=== Section Start ===
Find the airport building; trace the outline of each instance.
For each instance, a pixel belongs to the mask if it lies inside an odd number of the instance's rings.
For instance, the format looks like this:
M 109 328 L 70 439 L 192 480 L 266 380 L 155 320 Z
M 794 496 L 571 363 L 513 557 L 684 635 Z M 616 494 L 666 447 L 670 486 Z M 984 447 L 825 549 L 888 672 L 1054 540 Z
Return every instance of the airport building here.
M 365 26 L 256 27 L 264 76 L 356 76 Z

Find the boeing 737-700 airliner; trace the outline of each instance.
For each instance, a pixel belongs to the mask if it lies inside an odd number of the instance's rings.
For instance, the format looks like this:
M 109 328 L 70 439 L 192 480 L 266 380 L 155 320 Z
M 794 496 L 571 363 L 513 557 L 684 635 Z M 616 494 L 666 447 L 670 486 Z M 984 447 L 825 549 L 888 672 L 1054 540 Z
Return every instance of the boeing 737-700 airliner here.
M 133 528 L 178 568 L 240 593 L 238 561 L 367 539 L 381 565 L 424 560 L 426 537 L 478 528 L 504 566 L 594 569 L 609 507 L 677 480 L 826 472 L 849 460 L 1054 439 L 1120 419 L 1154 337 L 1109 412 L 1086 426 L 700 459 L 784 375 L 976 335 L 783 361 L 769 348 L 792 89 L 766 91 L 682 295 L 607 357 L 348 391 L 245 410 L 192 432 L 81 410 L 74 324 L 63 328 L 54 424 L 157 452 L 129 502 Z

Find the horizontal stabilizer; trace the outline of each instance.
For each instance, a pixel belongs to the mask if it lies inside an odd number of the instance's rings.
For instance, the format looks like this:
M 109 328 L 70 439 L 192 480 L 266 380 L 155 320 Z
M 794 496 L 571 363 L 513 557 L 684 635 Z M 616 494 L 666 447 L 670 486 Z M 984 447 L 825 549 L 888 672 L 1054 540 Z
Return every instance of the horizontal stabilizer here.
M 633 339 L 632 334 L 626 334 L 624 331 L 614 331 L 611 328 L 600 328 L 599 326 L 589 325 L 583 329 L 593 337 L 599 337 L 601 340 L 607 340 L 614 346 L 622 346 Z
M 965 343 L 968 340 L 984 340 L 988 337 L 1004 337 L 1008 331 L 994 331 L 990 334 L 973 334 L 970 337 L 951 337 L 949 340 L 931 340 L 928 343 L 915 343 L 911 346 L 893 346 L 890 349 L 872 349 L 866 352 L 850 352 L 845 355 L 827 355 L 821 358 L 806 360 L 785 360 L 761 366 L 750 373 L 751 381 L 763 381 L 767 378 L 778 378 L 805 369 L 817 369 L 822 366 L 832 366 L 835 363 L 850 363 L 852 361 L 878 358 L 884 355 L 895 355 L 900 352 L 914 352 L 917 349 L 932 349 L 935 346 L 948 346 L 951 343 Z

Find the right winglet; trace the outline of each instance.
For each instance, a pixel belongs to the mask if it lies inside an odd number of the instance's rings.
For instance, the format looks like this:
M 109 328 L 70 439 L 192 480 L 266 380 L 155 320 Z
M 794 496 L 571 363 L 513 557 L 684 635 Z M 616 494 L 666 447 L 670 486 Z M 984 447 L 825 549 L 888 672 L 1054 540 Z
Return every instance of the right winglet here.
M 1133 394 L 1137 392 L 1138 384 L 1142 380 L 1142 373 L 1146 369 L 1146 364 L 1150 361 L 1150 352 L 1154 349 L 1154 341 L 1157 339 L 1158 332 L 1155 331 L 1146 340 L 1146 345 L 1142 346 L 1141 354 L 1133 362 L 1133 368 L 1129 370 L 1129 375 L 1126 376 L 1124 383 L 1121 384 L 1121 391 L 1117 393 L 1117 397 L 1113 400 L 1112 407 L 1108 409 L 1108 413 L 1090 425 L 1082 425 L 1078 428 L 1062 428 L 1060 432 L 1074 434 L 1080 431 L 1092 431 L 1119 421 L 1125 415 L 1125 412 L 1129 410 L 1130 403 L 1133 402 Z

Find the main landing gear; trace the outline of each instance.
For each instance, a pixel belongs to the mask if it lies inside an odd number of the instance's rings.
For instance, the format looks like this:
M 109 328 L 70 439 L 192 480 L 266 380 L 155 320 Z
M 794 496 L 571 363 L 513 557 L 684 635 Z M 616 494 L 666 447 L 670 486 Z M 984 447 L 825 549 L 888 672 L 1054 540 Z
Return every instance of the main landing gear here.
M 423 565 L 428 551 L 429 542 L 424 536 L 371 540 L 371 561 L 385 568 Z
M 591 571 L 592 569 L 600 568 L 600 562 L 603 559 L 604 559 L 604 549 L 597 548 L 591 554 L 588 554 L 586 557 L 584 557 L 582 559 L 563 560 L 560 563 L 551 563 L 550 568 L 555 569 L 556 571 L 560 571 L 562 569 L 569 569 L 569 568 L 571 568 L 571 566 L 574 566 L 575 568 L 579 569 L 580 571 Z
=== Section End ===
REQUIREMENT:
Return every entry exactly as given.

RESPONSE TO THE TASK:
Find the airport building; trace the outline of each instance.
For each instance, a pixel belongs to the mask if it lies inside an odd number of the instance's rings.
For instance, the format looks like this:
M 109 328 L 70 439 L 192 480 L 266 380 L 155 320 Z
M 794 496 L 571 363 L 513 557 L 684 635 Z M 616 494 L 666 447 L 670 486 Z M 984 447 L 825 549 L 888 672 L 1054 540 Z
Return every instance of the airport building here.
M 365 26 L 256 27 L 264 76 L 356 76 Z

Find the boeing 737-700 airliner; trace the outline of each instance.
For each instance, a pixel belongs to the mask if it lies inside an odd number of the instance's rings.
For instance, the format looks like this:
M 109 328 L 70 439 L 192 480 L 266 380 L 155 320 Z
M 794 496 L 571 363 L 513 557 L 684 635 Z M 616 494 L 666 447 L 670 486 Z M 984 447 L 825 549 L 888 672 L 1054 540 Z
Return every instance of the boeing 737-700 airliner here.
M 133 528 L 178 568 L 240 593 L 238 561 L 367 539 L 381 565 L 424 560 L 426 537 L 478 528 L 504 566 L 594 569 L 609 507 L 677 480 L 826 472 L 849 460 L 1054 439 L 1120 419 L 1154 337 L 1109 412 L 1086 426 L 700 459 L 784 375 L 976 335 L 783 361 L 769 348 L 792 89 L 766 91 L 682 295 L 607 357 L 348 391 L 245 410 L 192 432 L 81 410 L 74 324 L 63 328 L 54 424 L 157 452 L 129 502 Z

Find the horizontal stabilizer; trace the outline of each instance.
For each instance, a pixel belongs to the mask if it lies inside an odd number of the instance's rings.
For instance, the format looks like this:
M 109 328 L 70 439 L 192 480 L 266 380 L 155 320 Z
M 794 496 L 571 363 L 513 557 L 684 635 Z M 616 494 L 666 447 L 670 486 Z M 984 447 L 825 549 L 888 672 L 1054 540 Z
Return every instance of the horizontal stabilizer here.
M 633 339 L 632 334 L 626 334 L 624 331 L 614 331 L 611 328 L 600 328 L 599 326 L 589 325 L 583 329 L 593 337 L 599 337 L 601 340 L 607 340 L 614 346 L 622 346 Z
M 965 343 L 968 340 L 984 340 L 988 337 L 1004 337 L 1008 331 L 994 331 L 990 334 L 973 334 L 970 337 L 951 337 L 949 340 L 931 340 L 928 343 L 915 343 L 911 346 L 893 346 L 890 349 L 872 349 L 866 352 L 850 352 L 845 355 L 827 355 L 821 358 L 806 360 L 785 360 L 761 366 L 750 373 L 751 381 L 763 381 L 767 378 L 778 378 L 805 369 L 817 369 L 822 366 L 832 366 L 835 363 L 850 363 L 852 361 L 878 358 L 884 355 L 895 355 L 900 352 L 914 352 L 917 349 L 932 349 L 935 346 L 948 346 L 951 343 Z

Find the right winglet; trace the outline of each instance.
For each instance, a pixel belongs to the mask if it lies inside an odd number of the instance's rings.
For instance, the format looks like this:
M 109 328 L 70 439 L 192 480 L 266 380 L 155 320 Z
M 794 496 L 571 363 L 513 557 L 684 635 Z M 616 494 L 666 447 L 670 486 Z M 984 447 L 825 549 L 888 672 L 1054 540 Z
Return every instance of the right winglet here.
M 1133 394 L 1137 392 L 1138 384 L 1142 380 L 1142 373 L 1146 369 L 1146 364 L 1150 361 L 1150 352 L 1154 349 L 1154 341 L 1157 339 L 1158 332 L 1155 331 L 1146 340 L 1146 345 L 1142 346 L 1141 354 L 1133 362 L 1133 368 L 1129 370 L 1129 375 L 1126 376 L 1124 383 L 1121 384 L 1121 391 L 1117 393 L 1117 397 L 1113 400 L 1112 407 L 1108 409 L 1108 413 L 1090 425 L 1082 425 L 1078 428 L 1062 428 L 1060 432 L 1074 434 L 1080 431 L 1092 431 L 1119 421 L 1125 415 L 1125 412 L 1129 410 L 1130 403 L 1133 402 Z

Find the main landing gear; trace the outline of each instance.
For each instance, a pixel belongs to the mask if it lies inside an odd number of the instance's rings.
For instance, the format looks like this:
M 109 328 L 70 439 L 192 480 L 266 380 L 155 320 Z
M 794 496 L 571 363 L 513 557 L 684 635 Z M 616 494 L 666 447 L 670 486 Z M 984 447 L 825 549 L 888 672 L 1054 540 Z
Return every instance of the main landing gear here.
M 423 565 L 428 551 L 429 542 L 424 536 L 371 540 L 371 561 L 385 568 Z
M 591 571 L 592 569 L 600 568 L 600 562 L 603 559 L 604 559 L 604 549 L 597 548 L 591 554 L 588 554 L 586 557 L 584 557 L 582 559 L 563 560 L 560 563 L 551 563 L 550 568 L 555 569 L 556 571 L 560 571 L 562 569 L 569 569 L 569 568 L 571 568 L 571 566 L 574 566 L 575 568 L 579 569 L 580 571 Z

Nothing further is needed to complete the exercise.